>>

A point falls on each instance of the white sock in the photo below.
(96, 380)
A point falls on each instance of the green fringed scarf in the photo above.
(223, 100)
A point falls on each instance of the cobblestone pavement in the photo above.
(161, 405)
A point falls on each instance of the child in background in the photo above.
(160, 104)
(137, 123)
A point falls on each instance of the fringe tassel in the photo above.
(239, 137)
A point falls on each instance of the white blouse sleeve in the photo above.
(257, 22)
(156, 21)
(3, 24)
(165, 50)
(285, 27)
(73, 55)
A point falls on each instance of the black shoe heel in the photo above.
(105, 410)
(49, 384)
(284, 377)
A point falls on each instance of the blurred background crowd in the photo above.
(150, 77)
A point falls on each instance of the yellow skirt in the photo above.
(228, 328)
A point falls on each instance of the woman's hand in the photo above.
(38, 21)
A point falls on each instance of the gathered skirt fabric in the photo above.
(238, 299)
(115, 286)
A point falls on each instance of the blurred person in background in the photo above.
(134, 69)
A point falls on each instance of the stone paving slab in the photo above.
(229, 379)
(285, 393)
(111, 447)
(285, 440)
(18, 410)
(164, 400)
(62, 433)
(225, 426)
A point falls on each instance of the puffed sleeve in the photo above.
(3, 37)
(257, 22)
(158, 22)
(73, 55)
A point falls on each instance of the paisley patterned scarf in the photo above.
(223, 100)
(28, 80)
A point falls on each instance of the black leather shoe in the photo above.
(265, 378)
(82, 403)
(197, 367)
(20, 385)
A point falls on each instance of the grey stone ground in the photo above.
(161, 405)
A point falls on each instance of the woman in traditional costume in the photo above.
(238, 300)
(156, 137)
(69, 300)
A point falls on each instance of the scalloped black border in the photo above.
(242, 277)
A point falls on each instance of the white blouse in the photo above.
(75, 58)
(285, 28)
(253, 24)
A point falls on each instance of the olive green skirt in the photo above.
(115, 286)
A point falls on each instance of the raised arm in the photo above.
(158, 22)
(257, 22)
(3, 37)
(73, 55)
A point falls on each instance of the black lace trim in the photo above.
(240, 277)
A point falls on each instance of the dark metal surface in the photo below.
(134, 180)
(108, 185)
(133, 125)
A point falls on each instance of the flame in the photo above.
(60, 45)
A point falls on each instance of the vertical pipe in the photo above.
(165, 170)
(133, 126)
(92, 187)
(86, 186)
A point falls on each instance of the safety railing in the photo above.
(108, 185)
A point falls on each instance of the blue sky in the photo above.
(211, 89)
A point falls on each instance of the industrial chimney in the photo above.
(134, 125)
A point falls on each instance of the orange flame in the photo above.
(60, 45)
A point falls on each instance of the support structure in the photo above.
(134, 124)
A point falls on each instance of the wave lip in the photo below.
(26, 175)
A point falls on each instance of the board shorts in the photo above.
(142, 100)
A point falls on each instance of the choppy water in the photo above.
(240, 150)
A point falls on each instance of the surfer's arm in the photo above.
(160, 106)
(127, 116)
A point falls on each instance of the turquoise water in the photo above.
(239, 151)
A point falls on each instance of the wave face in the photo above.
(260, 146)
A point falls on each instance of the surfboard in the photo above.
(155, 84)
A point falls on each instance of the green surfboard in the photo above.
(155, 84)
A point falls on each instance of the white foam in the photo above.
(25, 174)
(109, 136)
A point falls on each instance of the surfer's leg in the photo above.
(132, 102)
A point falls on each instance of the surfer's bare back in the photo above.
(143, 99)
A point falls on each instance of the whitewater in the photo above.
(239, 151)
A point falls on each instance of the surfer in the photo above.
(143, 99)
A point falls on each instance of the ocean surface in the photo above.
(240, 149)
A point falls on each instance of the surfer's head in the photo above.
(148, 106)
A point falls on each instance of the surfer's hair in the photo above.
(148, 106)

<<
>>

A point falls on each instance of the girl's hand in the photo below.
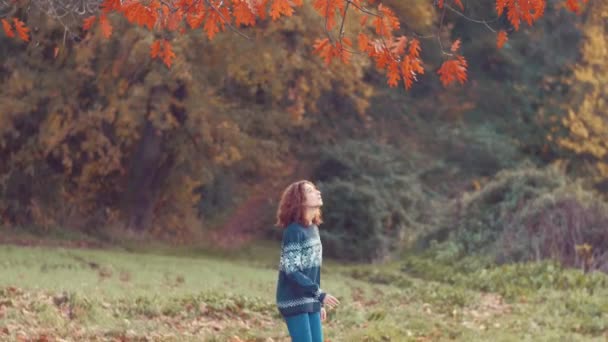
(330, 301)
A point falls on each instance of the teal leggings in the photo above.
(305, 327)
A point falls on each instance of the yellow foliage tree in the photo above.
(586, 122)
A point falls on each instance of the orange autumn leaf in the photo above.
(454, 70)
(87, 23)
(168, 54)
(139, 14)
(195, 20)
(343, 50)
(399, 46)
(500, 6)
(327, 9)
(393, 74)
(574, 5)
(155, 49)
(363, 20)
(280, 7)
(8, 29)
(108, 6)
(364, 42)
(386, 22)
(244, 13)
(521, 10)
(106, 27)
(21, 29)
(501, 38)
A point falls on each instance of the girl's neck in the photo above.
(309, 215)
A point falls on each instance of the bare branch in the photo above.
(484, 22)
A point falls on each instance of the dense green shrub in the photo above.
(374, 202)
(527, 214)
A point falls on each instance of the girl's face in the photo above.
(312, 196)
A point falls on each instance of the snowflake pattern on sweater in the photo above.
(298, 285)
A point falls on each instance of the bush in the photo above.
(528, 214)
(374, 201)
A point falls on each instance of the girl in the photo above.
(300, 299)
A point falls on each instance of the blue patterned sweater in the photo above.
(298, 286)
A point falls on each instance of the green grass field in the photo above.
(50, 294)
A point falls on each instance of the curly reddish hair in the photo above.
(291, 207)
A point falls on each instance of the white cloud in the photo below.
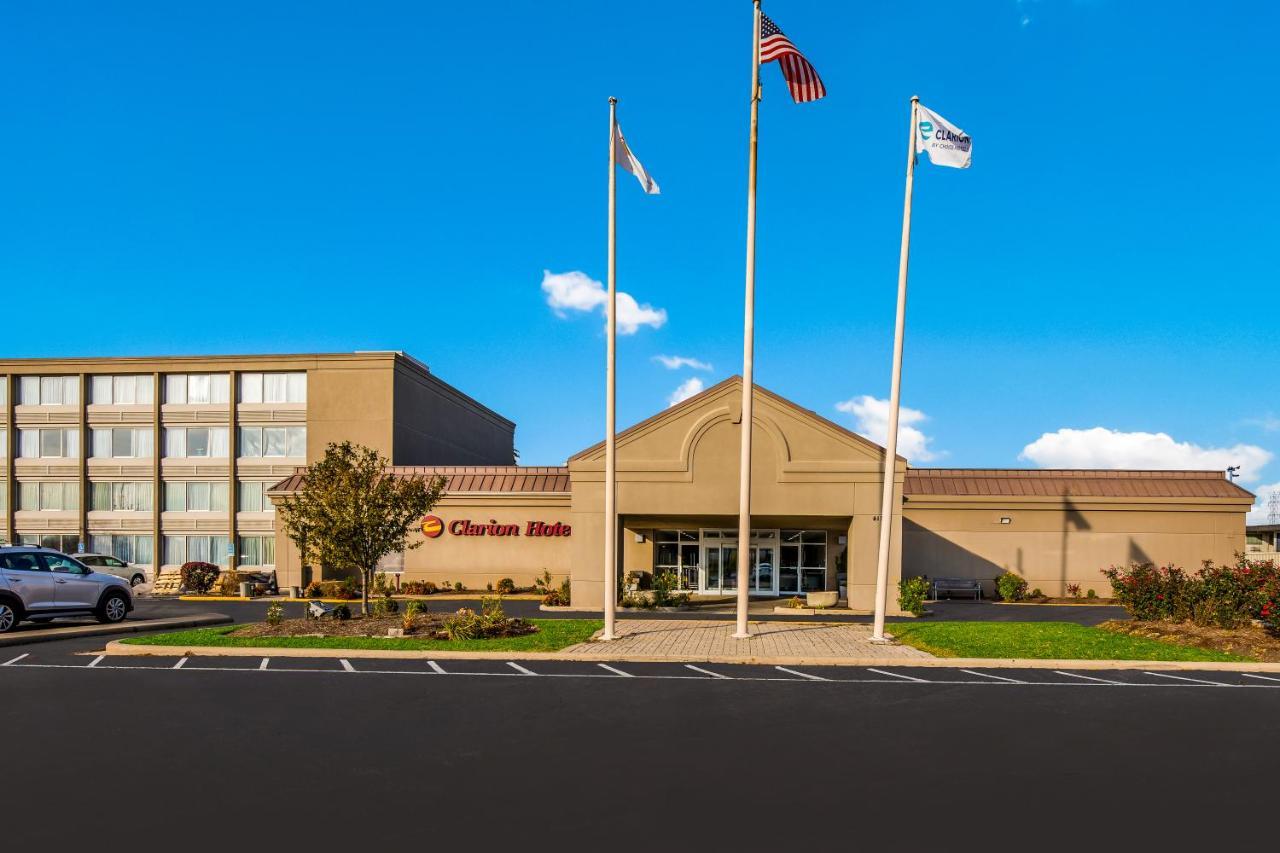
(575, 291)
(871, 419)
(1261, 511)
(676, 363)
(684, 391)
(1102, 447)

<<

_GOAL_. Can you repeat word for word everything from the line containing "A point falls on each instance of the girl in" down to the line containing "(1102, 447)", including both of those lines, with the pictures left out?

_SOLUTION FOR THIS EXERCISE_.
A point falls on each instance of the girl in the photo above.
(300, 299)
A point falls on each instance of the blue patterned sweater in the photo above.
(298, 286)
A point falls on each instance of the green grass field in the photo above.
(50, 294)
A point falls on each instance of the curly reddish hair in the photo above.
(291, 207)
A point falls on each instance of the white cloud in the photo below.
(575, 291)
(871, 419)
(1261, 511)
(676, 363)
(684, 391)
(1102, 447)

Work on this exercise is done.